▶ _Exercise directions_: Output all of the entries below verbatim, line for line, with the pictures omitted.

[Entries drawn from a collection]
# # # # # # #
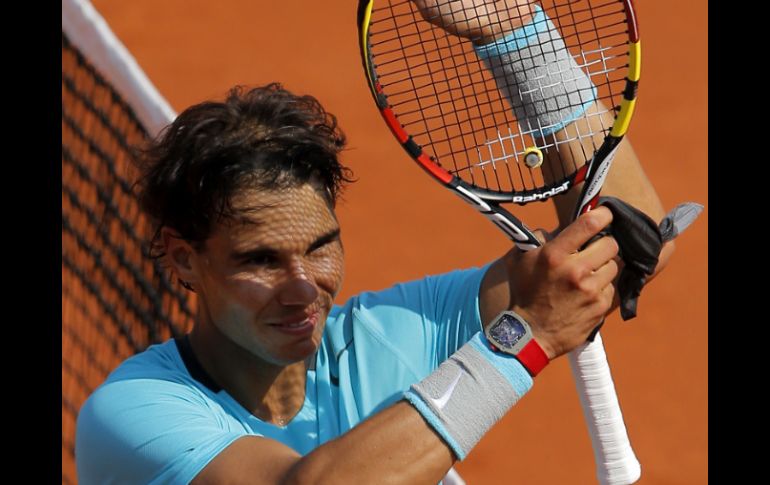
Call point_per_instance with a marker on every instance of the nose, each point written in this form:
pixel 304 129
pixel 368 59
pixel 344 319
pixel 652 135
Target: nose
pixel 299 289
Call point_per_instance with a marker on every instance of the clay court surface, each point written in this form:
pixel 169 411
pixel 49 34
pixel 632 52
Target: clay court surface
pixel 398 228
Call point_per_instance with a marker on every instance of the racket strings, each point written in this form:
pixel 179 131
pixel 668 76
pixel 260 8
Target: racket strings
pixel 447 100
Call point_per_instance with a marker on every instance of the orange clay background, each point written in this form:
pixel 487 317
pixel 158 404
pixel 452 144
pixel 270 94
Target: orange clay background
pixel 398 224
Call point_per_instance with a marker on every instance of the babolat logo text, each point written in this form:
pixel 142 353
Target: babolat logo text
pixel 543 195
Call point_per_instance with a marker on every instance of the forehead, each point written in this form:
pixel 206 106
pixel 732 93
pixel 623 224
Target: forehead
pixel 279 218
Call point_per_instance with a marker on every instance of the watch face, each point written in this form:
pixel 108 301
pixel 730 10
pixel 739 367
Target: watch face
pixel 507 332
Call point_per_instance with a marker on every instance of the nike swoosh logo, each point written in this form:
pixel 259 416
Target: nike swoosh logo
pixel 442 400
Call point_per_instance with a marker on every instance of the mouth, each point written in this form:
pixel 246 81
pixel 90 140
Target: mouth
pixel 302 324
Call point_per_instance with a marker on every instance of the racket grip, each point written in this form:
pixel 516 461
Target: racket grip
pixel 616 463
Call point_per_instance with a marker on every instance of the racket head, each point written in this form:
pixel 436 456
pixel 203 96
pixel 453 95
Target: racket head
pixel 445 106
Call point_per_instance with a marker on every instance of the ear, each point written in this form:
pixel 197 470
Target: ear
pixel 179 254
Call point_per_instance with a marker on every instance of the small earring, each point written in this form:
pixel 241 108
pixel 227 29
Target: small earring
pixel 186 285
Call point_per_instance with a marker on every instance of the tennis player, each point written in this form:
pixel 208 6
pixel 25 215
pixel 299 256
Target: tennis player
pixel 275 383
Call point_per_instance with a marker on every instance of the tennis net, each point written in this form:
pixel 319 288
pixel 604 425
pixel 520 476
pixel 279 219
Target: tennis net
pixel 115 300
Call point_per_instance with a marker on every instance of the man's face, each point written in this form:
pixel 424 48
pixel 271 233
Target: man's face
pixel 267 284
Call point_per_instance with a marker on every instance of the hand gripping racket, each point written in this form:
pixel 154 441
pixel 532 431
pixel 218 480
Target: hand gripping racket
pixel 524 109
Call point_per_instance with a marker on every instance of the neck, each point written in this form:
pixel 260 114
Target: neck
pixel 272 393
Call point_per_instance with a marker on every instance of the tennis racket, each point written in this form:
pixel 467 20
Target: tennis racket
pixel 514 102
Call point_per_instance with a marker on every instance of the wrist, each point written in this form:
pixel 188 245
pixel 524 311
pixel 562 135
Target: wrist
pixel 510 333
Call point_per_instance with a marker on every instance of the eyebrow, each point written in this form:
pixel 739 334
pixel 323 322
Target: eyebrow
pixel 325 238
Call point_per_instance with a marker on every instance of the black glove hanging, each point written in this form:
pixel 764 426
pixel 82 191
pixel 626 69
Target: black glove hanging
pixel 640 240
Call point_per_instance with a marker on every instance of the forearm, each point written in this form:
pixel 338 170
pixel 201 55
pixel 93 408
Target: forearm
pixel 393 446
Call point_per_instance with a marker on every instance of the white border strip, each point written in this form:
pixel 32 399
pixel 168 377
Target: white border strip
pixel 87 30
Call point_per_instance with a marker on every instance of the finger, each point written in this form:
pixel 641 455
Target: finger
pixel 605 275
pixel 574 236
pixel 599 252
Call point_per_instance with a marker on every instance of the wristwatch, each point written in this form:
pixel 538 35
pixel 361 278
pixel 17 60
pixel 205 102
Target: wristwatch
pixel 509 333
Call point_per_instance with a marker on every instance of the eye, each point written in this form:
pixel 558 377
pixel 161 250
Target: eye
pixel 262 259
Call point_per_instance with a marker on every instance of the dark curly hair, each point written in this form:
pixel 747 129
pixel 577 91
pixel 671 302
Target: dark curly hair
pixel 265 138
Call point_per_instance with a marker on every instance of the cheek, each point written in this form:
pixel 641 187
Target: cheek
pixel 329 270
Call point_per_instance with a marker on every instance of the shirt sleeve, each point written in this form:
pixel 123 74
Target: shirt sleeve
pixel 421 322
pixel 147 431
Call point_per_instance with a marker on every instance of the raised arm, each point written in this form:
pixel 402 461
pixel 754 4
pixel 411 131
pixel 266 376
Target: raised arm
pixel 487 21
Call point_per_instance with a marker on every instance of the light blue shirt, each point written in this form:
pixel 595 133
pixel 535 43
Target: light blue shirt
pixel 152 422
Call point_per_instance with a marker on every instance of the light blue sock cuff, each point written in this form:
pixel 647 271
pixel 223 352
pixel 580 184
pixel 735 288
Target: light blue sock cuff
pixel 536 73
pixel 518 39
pixel 469 393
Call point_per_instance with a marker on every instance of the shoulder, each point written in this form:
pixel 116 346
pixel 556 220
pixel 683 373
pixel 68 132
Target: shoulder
pixel 149 418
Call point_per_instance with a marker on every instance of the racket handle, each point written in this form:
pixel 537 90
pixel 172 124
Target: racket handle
pixel 616 463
# # # # # # #
▶ _Right answer_:
Call point_per_instance with a marker on every instance of the nose, each point written in this form:
pixel 304 129
pixel 368 59
pixel 344 319
pixel 652 135
Target: nose
pixel 299 289
Call point_per_instance with a marker on every instance of the clay court surface, each point written in this form:
pixel 169 411
pixel 49 34
pixel 632 52
Target: clay court surface
pixel 398 228
Call point_per_instance with a marker on every instance of the racket strings, each point written in this form:
pixel 179 131
pixel 668 76
pixel 260 8
Target: racket strings
pixel 447 100
Call point_per_instance with a marker on every instance of the orange clay background, each point written in this form:
pixel 487 317
pixel 158 404
pixel 452 144
pixel 270 94
Target: orange clay background
pixel 398 224
Call point_per_instance with a marker on every instance of the babolat logo text, each point written in this form:
pixel 142 353
Target: babolat logo text
pixel 543 195
Call point_per_instance with a marker on every instance of the forehead, each point written in this form:
pixel 206 106
pixel 732 93
pixel 623 224
Target: forehead
pixel 279 218
Call point_per_instance with a marker on every instance of the watch face, each point written in this form:
pixel 108 301
pixel 730 10
pixel 739 367
Target: watch face
pixel 507 332
Call point_per_instance with a marker on every instance of the nike swoosh logo, each point written in this form:
pixel 259 416
Target: nike swoosh logo
pixel 442 400
Call point_per_instance with a marker on every instance of the mouth, each point written in this form:
pixel 246 81
pixel 90 140
Target: mouth
pixel 302 324
Call point_per_instance with a marker on every instance of the racket grip, each point written in this form:
pixel 516 461
Target: racket grip
pixel 616 463
Call point_per_instance with a marker on every instance of the racket head, each point written in this form:
pixel 436 456
pixel 203 96
pixel 453 95
Target: racket head
pixel 445 106
Call point_per_instance with a marker on every instance of the ear, each point written in this form:
pixel 197 470
Target: ear
pixel 179 254
Call point_per_instance with a marker on every instance of the small earring, each point written in this form:
pixel 241 108
pixel 227 29
Target: small earring
pixel 186 285
Call point_per_instance with a marker on every instance of the tennis player, each point written in this form:
pixel 208 6
pixel 25 215
pixel 299 256
Target: tennis player
pixel 275 383
Call point_per_instance with a marker on every instance of the tennis net, each point written in this form:
pixel 319 288
pixel 604 425
pixel 520 476
pixel 279 219
Target: tennis net
pixel 115 300
Call point_per_instance with a marker on every instance of the man's face, each point written in this form:
pixel 424 48
pixel 271 233
Target: man's face
pixel 267 284
Call point_per_instance with a marker on every instance of the hand gripping racket, each point written in this form:
pixel 154 441
pixel 532 431
pixel 218 480
Target: hand gripping racket
pixel 524 109
Call point_per_instance with a marker on every instance of the neck, each point written in this form:
pixel 260 114
Target: neck
pixel 272 393
Call point_per_instance with a marker on every instance of the tennis racket, each point written in this form:
pixel 467 20
Target: tennis racket
pixel 514 102
Call point_per_instance with a marker on every instance of the wrist, each point written in this form:
pixel 188 245
pixel 524 311
pixel 562 135
Target: wrist
pixel 510 333
Call point_per_instance with a marker on every instance of the eyebrow, each point written in this form:
pixel 739 334
pixel 323 322
Target: eyebrow
pixel 325 238
Call point_per_instance with a marker on every instance of the black glove hanging, each point written in this form:
pixel 764 426
pixel 82 191
pixel 626 69
Target: black glove hanging
pixel 640 240
Call point_per_instance with a marker on every instance of the forearm, each point written in this form:
pixel 338 170
pixel 201 55
pixel 93 408
Target: forearm
pixel 393 446
Call point_per_instance with a marker on every instance of the white border strip, each point written in this form:
pixel 32 399
pixel 168 377
Target: white border strip
pixel 87 30
Call point_per_instance with a marker on every instance of the finger, each point written in this form:
pixel 641 455
Target: finger
pixel 605 275
pixel 574 236
pixel 599 252
Call point_per_instance with a marker on every instance of the wristwatch, each point written in this form:
pixel 538 35
pixel 361 278
pixel 17 60
pixel 205 102
Target: wristwatch
pixel 509 333
Call point_per_instance with a marker on every instance of the eye, each point written in this form:
pixel 558 377
pixel 161 250
Target: eye
pixel 262 259
Call point_per_instance with a marker on every instance of the dark curly hair, each point written in this form:
pixel 747 129
pixel 577 91
pixel 671 302
Target: dark curly hair
pixel 265 138
Call point_per_instance with a marker on every instance of the cheek, each point written in this form:
pixel 641 187
Target: cheek
pixel 329 270
Call point_per_instance with a marker on every instance of the shirt sleeve, each point written in this form:
pixel 123 74
Target: shirt sleeve
pixel 421 322
pixel 147 431
Call point_per_instance with a marker on every instance of the raised arm, each point written in this form:
pixel 402 461
pixel 754 4
pixel 411 131
pixel 266 376
Target: raised arm
pixel 487 21
Call point_per_instance with a marker on every instance of the light blue shirt, each point written in this form:
pixel 595 133
pixel 535 43
Target: light blue shirt
pixel 152 422
Call point_per_instance with a marker on every instance of the light blue sock cuff, each point written in this form:
pixel 647 271
pixel 223 352
pixel 580 184
pixel 735 288
Target: light blue sock cuff
pixel 536 73
pixel 518 39
pixel 469 393
Call point_per_instance with a marker on every instance of the shoulder, each point written in this form:
pixel 116 346
pixel 556 220
pixel 683 373
pixel 68 132
Target: shoulder
pixel 149 418
Call point_per_instance with a marker on every instance of the racket handle, each point written in this form:
pixel 537 90
pixel 172 124
Target: racket handle
pixel 616 463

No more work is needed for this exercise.